| INFORMATION GIVEN |
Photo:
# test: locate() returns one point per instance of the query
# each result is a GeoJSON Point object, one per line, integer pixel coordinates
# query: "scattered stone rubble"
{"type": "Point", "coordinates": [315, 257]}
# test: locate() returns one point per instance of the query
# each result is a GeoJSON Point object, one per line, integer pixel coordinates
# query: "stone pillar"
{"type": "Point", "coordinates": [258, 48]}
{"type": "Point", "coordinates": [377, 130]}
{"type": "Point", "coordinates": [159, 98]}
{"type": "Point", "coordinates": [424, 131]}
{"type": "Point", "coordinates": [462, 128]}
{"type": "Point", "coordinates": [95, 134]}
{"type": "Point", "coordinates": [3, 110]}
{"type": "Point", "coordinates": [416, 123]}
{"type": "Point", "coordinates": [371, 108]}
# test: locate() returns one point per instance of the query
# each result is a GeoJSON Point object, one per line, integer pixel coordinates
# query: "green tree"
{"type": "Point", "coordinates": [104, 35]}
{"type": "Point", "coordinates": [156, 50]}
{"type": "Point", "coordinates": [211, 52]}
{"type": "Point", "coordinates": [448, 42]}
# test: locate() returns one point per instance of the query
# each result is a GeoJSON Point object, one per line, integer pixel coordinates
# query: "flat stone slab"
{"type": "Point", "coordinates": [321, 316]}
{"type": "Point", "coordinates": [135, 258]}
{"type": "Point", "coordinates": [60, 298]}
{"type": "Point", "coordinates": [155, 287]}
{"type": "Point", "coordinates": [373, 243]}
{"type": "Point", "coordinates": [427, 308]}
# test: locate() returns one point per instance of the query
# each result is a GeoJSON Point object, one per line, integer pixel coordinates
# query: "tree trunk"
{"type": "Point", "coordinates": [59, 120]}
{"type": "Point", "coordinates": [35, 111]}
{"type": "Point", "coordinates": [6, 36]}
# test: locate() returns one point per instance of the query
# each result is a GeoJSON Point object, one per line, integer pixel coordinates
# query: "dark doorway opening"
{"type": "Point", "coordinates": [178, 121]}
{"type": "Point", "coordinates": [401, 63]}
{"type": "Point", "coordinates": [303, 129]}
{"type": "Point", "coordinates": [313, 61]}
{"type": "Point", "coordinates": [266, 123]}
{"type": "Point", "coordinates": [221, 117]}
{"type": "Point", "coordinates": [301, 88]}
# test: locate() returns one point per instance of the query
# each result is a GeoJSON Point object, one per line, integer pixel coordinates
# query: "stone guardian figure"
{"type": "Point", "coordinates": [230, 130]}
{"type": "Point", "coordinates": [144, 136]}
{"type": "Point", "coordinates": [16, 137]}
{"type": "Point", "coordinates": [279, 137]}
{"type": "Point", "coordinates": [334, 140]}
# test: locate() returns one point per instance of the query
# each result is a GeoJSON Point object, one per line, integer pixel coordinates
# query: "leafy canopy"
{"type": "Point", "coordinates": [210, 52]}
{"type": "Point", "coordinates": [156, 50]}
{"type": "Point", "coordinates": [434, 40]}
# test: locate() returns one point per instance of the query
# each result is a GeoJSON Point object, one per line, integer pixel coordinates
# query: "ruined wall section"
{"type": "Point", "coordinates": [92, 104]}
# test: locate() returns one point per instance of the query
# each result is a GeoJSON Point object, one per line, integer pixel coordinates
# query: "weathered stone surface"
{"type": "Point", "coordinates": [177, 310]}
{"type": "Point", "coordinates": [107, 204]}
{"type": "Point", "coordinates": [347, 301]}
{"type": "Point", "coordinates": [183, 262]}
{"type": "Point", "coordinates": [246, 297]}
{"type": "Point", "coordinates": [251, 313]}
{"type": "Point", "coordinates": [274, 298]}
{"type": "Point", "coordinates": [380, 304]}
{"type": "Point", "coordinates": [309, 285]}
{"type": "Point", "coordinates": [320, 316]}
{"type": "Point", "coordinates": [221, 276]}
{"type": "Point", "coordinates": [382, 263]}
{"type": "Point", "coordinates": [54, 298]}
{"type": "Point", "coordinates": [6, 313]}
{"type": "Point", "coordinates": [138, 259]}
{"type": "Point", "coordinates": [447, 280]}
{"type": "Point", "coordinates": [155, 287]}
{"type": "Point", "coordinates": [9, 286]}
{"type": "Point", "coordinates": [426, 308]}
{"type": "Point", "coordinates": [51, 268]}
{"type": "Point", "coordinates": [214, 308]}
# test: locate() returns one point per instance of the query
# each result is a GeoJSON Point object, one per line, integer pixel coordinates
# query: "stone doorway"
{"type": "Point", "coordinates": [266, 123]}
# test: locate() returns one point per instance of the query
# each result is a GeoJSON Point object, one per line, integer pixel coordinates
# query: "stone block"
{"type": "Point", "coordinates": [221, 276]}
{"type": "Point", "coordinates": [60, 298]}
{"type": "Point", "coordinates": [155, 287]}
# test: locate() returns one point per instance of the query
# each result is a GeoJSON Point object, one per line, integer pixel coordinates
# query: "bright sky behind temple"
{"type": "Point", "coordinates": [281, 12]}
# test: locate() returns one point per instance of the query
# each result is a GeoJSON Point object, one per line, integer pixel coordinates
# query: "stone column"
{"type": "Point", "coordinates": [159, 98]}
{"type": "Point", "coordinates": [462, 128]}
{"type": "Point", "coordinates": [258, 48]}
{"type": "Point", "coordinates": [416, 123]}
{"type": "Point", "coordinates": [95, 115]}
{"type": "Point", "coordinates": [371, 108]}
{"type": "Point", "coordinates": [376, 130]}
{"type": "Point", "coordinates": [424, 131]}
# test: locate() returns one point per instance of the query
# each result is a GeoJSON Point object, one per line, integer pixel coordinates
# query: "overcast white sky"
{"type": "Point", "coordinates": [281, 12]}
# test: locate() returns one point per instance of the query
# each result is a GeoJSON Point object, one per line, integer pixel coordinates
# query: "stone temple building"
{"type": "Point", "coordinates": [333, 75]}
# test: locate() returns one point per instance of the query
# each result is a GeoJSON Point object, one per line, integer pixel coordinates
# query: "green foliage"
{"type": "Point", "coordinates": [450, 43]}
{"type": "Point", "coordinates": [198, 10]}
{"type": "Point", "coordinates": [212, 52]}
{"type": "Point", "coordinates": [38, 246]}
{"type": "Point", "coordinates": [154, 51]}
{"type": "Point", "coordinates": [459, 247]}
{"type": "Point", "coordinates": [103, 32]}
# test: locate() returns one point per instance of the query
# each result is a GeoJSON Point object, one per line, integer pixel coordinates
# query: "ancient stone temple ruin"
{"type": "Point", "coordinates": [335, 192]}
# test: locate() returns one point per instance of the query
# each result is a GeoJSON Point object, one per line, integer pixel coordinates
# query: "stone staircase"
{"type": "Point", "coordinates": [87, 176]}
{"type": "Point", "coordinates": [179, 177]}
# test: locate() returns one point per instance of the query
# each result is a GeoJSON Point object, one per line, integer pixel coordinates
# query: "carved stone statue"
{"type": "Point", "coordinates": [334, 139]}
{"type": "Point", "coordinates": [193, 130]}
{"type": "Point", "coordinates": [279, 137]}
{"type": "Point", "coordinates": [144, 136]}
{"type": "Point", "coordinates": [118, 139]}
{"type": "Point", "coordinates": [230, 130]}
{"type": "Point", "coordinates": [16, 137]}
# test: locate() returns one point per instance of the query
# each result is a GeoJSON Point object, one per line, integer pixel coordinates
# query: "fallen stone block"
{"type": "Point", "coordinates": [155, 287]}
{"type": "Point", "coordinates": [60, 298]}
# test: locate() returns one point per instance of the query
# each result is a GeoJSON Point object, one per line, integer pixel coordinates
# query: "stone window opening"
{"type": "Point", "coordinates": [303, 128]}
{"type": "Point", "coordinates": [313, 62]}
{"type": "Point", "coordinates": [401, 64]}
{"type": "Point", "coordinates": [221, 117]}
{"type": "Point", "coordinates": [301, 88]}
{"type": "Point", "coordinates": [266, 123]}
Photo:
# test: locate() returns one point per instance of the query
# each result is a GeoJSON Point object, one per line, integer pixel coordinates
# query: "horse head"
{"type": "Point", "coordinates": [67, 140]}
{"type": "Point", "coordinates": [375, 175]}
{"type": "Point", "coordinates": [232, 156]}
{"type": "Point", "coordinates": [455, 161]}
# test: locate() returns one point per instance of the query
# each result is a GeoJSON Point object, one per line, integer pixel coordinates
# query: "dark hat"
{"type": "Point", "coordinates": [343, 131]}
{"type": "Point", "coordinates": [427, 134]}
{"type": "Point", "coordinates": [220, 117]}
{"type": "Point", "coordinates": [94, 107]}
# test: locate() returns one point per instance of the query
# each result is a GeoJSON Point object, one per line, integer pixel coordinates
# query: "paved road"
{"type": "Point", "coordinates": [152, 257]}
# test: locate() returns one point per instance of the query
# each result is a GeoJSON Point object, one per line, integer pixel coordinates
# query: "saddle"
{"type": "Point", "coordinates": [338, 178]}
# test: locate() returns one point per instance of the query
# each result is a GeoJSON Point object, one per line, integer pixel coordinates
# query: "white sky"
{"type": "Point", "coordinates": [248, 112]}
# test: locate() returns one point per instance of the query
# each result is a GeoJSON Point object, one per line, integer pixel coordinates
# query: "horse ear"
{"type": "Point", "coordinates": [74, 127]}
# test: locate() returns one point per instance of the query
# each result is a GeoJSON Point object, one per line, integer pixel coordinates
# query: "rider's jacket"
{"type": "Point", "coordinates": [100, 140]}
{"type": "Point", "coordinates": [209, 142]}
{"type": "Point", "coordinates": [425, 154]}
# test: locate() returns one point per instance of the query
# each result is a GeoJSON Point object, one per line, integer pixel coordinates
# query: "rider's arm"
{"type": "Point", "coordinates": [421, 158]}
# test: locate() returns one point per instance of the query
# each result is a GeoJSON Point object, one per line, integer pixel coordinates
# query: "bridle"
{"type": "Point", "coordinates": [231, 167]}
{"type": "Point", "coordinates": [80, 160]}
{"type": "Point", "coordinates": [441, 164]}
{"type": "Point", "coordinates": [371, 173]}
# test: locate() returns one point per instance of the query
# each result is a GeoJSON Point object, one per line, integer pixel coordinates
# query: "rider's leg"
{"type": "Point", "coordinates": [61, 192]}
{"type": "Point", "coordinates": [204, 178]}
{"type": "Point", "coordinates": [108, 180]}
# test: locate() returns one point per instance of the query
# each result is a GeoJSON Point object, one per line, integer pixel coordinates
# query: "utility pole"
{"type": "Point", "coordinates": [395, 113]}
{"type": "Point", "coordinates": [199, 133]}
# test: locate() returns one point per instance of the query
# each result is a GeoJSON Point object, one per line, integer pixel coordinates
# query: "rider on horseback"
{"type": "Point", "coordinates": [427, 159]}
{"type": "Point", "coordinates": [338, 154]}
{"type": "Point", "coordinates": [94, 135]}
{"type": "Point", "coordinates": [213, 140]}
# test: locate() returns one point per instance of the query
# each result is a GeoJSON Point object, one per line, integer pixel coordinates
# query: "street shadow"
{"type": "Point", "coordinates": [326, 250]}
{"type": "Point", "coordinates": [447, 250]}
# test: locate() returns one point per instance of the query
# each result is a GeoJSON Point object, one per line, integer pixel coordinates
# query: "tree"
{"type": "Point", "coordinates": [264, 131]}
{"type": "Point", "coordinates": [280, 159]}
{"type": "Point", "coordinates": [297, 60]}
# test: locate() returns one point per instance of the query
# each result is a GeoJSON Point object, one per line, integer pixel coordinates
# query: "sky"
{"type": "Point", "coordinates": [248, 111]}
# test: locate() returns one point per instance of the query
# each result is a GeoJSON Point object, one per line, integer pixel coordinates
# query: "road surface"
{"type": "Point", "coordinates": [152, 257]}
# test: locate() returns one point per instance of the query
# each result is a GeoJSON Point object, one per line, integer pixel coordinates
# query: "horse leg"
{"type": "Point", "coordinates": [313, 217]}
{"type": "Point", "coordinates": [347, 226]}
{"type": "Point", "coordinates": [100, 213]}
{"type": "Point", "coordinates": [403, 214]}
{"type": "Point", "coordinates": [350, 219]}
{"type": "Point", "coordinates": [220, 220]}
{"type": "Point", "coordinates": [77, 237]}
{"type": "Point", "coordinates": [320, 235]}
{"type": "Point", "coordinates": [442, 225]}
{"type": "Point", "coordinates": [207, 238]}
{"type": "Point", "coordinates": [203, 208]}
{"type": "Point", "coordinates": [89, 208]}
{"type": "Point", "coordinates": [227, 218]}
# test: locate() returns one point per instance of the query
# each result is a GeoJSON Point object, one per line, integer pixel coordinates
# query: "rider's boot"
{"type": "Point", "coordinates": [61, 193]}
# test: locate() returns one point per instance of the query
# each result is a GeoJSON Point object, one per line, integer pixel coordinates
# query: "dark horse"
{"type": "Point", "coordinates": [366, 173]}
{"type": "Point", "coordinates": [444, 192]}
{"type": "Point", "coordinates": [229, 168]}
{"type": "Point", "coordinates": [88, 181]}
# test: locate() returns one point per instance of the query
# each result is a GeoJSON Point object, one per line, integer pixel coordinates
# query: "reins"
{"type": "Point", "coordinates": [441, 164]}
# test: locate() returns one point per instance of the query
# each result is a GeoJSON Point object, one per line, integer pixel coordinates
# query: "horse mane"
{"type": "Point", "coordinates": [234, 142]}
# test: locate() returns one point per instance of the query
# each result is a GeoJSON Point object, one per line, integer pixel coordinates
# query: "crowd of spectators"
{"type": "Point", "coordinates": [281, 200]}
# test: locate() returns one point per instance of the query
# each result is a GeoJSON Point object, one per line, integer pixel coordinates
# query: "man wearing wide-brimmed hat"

| WRITTEN TASK |
List each line of the items above that contains the string "white". Case counts: a match must have the same capitalization.

| FINISHED ANSWER |
# query: "overcast white sky"
# query: "white sky"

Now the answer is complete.